[GIVEN REQUEST A]:
Answer these about the timeshare thread:
(i) For roughly how many days did the commitment require deposits to stay in the exchange inventory?
(ii) At which resort did Conan get confirmation of a specific date?
(iii) Where did rifleman69 pick up an April 2015 stay?
[GIVEN REQUEST B]: Write the next part of the timeshare thread, starting after its final post.

[DOCUMENT SEGMENT]:
┄┄┄┄┄┄┄┄┄┄

They only had to abide by that for a couple of years (long gone now), then back to the same old process. As I recall, their only commitment was to keep deposits in the exchange inventory for 30 days or so, and after that they could sweep it into rentals. And this was only for deposits up to 9 months prior to check-in.  Of course, they claim they replace it with other 'comparable' inventory.  

The class-action suit was a joke.  Only ones who got a good deal from this were the lawyers. 

Wish we had a Sticky of the original final settlement.


----------



## Conan (May 30, 2014)

Ongoing searches can still work, and those units never show in inventory.
I just received confirmation of the specific date at Maui Lea in 9/15 that I'd been looking for.


----------



## rifleman69 (May 30, 2014)

Just picked up our April 2015 at Bali Hai Villas, toured the new clubhouse last week when we were on the island (rental house) and were impressed that Wyndham put some money into the joint again.  Seemed to be plenty of inventory for owners/exchangers.

┄┄┄┄┄┄┄┄┄┄

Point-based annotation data
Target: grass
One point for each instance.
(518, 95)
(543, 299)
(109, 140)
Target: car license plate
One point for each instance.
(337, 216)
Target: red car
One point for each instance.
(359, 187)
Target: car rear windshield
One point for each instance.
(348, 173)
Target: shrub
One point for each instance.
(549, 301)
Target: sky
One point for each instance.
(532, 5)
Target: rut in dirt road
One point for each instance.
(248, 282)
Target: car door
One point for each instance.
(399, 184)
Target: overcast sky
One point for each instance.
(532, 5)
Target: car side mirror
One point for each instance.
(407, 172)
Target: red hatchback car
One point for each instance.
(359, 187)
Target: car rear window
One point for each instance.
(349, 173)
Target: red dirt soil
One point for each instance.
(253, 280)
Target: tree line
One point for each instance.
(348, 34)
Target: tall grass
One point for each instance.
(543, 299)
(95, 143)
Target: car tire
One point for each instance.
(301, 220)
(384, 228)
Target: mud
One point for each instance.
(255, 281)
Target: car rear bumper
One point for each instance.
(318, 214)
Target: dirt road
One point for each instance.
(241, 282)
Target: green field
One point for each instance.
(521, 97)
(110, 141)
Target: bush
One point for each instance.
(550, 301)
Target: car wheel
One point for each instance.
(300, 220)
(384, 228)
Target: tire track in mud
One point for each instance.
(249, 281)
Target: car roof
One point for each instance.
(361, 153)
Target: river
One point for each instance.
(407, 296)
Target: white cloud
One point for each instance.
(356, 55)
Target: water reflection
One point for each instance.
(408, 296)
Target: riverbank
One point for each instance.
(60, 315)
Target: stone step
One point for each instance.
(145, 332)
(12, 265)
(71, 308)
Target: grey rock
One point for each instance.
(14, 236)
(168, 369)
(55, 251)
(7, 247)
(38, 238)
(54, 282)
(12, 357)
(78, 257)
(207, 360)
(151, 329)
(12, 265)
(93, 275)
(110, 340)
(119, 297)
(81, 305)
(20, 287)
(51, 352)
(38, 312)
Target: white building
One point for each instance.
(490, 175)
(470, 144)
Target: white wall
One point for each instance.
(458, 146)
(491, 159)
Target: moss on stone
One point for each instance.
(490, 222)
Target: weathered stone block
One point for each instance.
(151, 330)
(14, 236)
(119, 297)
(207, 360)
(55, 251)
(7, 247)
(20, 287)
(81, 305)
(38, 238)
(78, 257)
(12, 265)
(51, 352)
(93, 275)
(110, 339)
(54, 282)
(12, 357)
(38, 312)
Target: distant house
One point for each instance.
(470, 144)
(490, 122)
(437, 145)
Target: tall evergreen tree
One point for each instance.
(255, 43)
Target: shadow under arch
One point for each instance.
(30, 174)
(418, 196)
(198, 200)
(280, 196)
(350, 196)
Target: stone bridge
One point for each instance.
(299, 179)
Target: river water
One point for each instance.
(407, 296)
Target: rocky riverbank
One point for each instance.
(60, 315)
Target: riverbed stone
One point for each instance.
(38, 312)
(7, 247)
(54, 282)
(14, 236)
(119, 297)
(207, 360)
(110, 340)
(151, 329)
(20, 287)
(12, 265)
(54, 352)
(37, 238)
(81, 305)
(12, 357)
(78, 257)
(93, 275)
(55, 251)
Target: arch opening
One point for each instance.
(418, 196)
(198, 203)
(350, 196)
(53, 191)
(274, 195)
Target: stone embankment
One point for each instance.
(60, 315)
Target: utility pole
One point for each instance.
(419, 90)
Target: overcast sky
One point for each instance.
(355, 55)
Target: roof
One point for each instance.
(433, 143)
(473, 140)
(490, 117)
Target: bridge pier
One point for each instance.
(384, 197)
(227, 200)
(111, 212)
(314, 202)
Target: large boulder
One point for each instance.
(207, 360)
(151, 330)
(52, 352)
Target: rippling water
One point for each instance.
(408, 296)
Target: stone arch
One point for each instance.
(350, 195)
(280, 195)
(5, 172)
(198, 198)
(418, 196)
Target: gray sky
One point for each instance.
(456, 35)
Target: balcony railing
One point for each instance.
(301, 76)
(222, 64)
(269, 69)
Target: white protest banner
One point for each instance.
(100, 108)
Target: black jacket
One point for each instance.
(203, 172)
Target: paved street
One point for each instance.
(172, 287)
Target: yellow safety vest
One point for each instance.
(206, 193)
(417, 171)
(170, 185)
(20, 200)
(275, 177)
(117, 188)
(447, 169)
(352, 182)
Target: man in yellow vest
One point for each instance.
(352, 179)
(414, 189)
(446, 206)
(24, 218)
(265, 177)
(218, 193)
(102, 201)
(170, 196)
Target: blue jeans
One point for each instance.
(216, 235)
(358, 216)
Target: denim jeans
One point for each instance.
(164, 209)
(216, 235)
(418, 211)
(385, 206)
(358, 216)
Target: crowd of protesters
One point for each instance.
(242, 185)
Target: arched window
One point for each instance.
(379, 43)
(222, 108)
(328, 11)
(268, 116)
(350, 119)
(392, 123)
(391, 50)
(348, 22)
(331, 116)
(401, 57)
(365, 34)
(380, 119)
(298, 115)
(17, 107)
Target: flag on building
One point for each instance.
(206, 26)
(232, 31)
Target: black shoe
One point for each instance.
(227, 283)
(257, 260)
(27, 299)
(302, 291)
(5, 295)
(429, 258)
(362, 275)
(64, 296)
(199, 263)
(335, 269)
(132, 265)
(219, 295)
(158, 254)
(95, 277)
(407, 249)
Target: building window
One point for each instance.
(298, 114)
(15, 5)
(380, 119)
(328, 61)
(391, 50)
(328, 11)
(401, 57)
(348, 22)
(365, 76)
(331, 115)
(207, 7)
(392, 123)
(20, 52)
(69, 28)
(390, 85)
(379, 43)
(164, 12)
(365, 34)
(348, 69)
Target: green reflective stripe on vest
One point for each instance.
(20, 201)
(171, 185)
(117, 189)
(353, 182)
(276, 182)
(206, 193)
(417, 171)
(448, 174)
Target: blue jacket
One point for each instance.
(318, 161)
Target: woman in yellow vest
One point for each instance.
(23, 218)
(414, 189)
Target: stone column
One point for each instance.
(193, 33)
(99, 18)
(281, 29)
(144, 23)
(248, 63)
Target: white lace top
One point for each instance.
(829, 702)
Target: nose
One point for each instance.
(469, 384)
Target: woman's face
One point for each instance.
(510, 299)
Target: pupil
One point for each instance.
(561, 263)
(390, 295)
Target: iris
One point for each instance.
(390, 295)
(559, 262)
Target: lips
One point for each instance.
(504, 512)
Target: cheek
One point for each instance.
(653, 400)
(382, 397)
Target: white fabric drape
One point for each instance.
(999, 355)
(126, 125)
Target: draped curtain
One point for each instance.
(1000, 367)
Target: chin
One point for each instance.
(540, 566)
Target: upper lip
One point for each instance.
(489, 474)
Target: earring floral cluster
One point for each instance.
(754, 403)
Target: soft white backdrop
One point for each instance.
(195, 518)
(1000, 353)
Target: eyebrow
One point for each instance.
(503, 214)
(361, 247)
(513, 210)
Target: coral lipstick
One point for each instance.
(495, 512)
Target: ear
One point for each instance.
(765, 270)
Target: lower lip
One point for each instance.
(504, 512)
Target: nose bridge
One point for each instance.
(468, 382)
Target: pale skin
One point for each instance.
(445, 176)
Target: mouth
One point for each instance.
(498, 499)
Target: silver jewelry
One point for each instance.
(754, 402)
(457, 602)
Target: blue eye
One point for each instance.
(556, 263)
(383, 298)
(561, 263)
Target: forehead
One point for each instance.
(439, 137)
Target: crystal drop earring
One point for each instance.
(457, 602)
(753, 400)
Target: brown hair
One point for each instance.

┄┄┄┄┄┄┄┄┄┄

[TASK ANSWER A]:
(i) About 30 days.
(ii) Maui Lea.
(iii) Bali Hai Villas.

[TASK ANSWER B]:
----------



## daventrina (May 31, 2014)

muranojo said:


> They only had to abide by that for a couple of years (long gone now), then back to the same old process.


That would explain it...


----------



## klpca (May 31, 2014)

Check the sightings board kids.


----------



## MuranoJo (Jun 1, 2014)

Conan said:


> Ongoing searches can still work, and those units never show in inventory.
> I just received confirmation of the specific date at Maui Lea in 9/15 that I'd been looking for.



Sure sounds like that's what's happening.  They really are just filling the ongoing searches and tossing everything that isn't requested into rental (except for ones that are low demand rental or very close to check-in).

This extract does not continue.